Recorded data

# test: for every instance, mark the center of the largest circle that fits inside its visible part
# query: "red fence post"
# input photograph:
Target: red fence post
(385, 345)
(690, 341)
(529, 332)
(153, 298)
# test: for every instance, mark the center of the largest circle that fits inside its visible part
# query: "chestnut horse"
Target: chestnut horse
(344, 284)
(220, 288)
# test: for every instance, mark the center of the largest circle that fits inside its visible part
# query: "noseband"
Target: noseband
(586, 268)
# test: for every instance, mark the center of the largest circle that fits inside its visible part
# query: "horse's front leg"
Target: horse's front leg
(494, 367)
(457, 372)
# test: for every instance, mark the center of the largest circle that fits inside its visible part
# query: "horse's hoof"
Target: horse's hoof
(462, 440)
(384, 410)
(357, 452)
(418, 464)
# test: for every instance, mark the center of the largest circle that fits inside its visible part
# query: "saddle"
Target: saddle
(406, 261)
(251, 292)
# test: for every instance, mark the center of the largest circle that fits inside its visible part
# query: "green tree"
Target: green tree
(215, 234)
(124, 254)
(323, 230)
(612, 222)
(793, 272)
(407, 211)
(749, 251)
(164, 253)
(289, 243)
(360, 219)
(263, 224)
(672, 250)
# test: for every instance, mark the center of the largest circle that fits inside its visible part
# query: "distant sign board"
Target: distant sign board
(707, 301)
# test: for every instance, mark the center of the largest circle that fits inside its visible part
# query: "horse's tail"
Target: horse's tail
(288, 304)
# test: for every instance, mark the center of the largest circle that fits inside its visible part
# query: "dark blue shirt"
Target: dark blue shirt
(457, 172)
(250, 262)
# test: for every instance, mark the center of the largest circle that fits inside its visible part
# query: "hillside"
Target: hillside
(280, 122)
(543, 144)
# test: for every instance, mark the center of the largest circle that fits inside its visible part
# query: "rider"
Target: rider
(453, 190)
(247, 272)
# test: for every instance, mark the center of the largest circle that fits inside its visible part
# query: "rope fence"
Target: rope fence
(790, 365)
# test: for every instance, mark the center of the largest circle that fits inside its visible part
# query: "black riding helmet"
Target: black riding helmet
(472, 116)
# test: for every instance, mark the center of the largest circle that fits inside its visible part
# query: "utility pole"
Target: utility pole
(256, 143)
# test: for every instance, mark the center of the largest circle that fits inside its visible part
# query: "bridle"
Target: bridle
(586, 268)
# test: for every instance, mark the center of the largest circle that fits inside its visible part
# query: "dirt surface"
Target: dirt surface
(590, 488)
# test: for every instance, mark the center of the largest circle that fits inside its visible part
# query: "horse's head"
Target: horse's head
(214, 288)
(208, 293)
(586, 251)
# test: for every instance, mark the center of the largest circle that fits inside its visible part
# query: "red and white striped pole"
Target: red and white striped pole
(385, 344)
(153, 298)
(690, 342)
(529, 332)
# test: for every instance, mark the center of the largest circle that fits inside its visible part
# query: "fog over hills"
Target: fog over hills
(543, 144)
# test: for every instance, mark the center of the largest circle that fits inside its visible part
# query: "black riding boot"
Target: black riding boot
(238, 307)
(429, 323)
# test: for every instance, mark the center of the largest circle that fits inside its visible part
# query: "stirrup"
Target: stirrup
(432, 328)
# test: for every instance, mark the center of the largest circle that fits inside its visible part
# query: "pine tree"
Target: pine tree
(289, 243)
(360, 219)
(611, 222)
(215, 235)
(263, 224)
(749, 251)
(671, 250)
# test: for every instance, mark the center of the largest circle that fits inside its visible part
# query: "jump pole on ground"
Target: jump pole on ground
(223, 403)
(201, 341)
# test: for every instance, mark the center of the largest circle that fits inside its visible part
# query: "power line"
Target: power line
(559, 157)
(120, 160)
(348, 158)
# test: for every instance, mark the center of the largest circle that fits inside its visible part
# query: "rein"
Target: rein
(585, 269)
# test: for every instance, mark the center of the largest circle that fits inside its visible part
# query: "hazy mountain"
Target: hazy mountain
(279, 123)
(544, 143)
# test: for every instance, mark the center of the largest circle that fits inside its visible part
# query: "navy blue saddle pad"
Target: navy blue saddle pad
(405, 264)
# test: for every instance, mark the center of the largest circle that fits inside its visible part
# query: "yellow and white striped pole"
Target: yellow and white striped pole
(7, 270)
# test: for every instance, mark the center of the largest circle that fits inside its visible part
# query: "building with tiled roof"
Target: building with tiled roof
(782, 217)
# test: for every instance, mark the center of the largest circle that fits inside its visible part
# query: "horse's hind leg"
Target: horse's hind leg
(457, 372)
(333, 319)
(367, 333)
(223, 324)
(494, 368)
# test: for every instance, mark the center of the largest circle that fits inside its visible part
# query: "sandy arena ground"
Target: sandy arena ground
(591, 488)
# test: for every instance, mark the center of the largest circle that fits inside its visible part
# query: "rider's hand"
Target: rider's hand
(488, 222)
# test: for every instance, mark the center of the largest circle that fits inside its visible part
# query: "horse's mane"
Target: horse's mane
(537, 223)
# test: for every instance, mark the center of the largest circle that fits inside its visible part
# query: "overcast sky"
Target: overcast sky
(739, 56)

WHAT THIS TASK INVOLVES: Write each entry out again. Do not change a word.

TASK OUTPUT:
# test: for every instance, mark the center of the largest circle that fits inside its visible part
# query: "red fence post"
# input photograph:
Target: red fence post
(385, 345)
(690, 341)
(529, 332)
(153, 298)
# test: for every instance, mark the center of the largest circle that fits inside its visible part
# query: "chestnut horse"
Target: chestnut horse
(344, 284)
(220, 288)
# test: for every instance, mark the center of the largest circle that fits inside its visible part
# query: "noseband"
Target: noseband
(586, 268)
# test: for every instance, mark the center of the largest circle that fits inside its visible part
# query: "horse's front leg"
Target: horse's front leg
(494, 367)
(457, 372)
# test: for every instance, mark the center of the largest circle that fits inside its visible part
# query: "horse's hoof"
Target: horse's hoof
(462, 440)
(384, 410)
(357, 452)
(418, 464)
# test: for every instance, mark the center of the largest circle that fits inside its visible part
# query: "saddle"
Target: saddle
(406, 261)
(251, 292)
# test: for every instance, mark the center of the largest circle that fits inside its visible part
# query: "green tree"
Target: green tree
(215, 234)
(124, 254)
(323, 230)
(612, 222)
(793, 272)
(407, 211)
(749, 251)
(164, 253)
(289, 243)
(360, 219)
(263, 224)
(672, 250)
# test: for every instance, mark the center of the largest circle that fits inside its visible part
# query: "distant sign board"
Target: distant sign board
(707, 301)
# test: for every instance, mark the center of the largest circle that fits inside its visible part
# query: "horse's tail"
Target: horse's tail
(288, 304)
# test: for every instance, mark the center of the largest circle that fits inside its visible part
# query: "dark blue shirt"
Target: dark blue shirt
(457, 172)
(250, 262)
# test: for every instance, mark the center of the largest circle that fits inside its visible part
# query: "hillside"
Target: hillside
(280, 122)
(543, 144)
# test: for every instance, mark the center of the largest circle that fits inside its visible part
# query: "rider"
Target: rider
(453, 190)
(247, 272)
# test: for every instance, mark the center of the largest circle that fits inside its visible part
# query: "rope fence"
Target: rope fence
(790, 365)
# test: for every instance, mark the center of the largest circle that fits inside its visible part
# query: "black riding helmet"
Target: black riding helmet
(472, 116)
# test: for every instance, mark the center of the largest circle that fits inside its visible part
# query: "utility pole"
Target: utility pole
(256, 143)
# test: for every instance, mark the center of the largest circle that fits inside its visible part
# query: "bridle"
Target: bridle
(586, 268)
# test: for every instance, mark the center of the largest circle that fits inside its visible part
# query: "dirt surface"
Target: dirt surface
(590, 488)
# test: for every instance, mark the center of the largest circle that fits inside its visible part
# query: "horse's head"
Target: horse's head
(214, 288)
(208, 293)
(586, 251)
# test: for every instance, mark the center of the largest circle that fits inside its visible part
# query: "red and white striped pole"
Target: red and white striped pole
(385, 344)
(153, 298)
(690, 342)
(529, 332)
# test: for every instance, mark the center of the largest circle that fits inside its visible part
# query: "fog over hills"
Target: fog over hills
(543, 144)
# test: for every instance, mark the center of the largest circle that fits inside its visible part
# query: "black riding boot"
Target: black riding boot
(238, 307)
(429, 323)
# test: for every instance, mark the center of the largest circle that fits inside its visible part
# query: "stirrup"
Target: stirrup
(432, 328)
# test: for every instance, mark the center of the largest circle that fits inside its visible part
# query: "pine tree"
Target: pine tree
(289, 243)
(360, 219)
(611, 222)
(215, 235)
(263, 224)
(749, 251)
(671, 250)
# test: for every instance, mark the center of the largest circle that fits inside its visible part
# query: "jump pole on ground"
Target: jump pole on ground
(223, 403)
(201, 341)
# test: for every instance, mark the center of the largest circle that fits inside its visible part
# query: "power line"
Target: power line
(559, 157)
(120, 160)
(348, 158)
# test: for every instance, mark the center of the largest circle that fits inside its visible part
# query: "rein"
Target: rein
(585, 269)
# test: for every instance, mark the center of the largest circle that fits inside its visible part
# query: "hazy mountain"
Target: hazy mountain
(279, 123)
(544, 143)
# test: for every instance, mark the center of the largest circle that fits inside its visible part
# query: "navy blue saddle pad"
Target: navy blue saddle pad
(405, 264)
# test: for every instance, mark the center of the largest circle that fits inside its visible part
# query: "yellow and white striped pole"
Target: yellow and white striped pole
(7, 270)
# test: for every instance, mark the center of the largest circle that fits inside its visible part
# query: "building with tiled roof"
Target: building with tiled roof
(782, 217)
# test: for every instance, mark the center of the largest circle that fits inside its visible part
# query: "horse's hind leg"
Target: horse's hind leg
(457, 372)
(333, 319)
(367, 333)
(223, 324)
(494, 368)
# test: for every instance, mark the center of the largest circle that fits inside its visible part
# query: "sandy arena ground"
Target: sandy arena ground
(591, 488)
# test: for every instance, mark the center of the largest circle that fits inside its visible part
# query: "rider's hand"
Target: rider's hand
(488, 222)
# test: for every instance, mark the center of the largest circle that fits inside its visible part
# query: "horse's mane"
Target: horse's mane
(537, 223)
# test: for every instance, mark the center of the largest circle that fits inside its visible part
# query: "overcast sky"
Target: overcast sky
(739, 56)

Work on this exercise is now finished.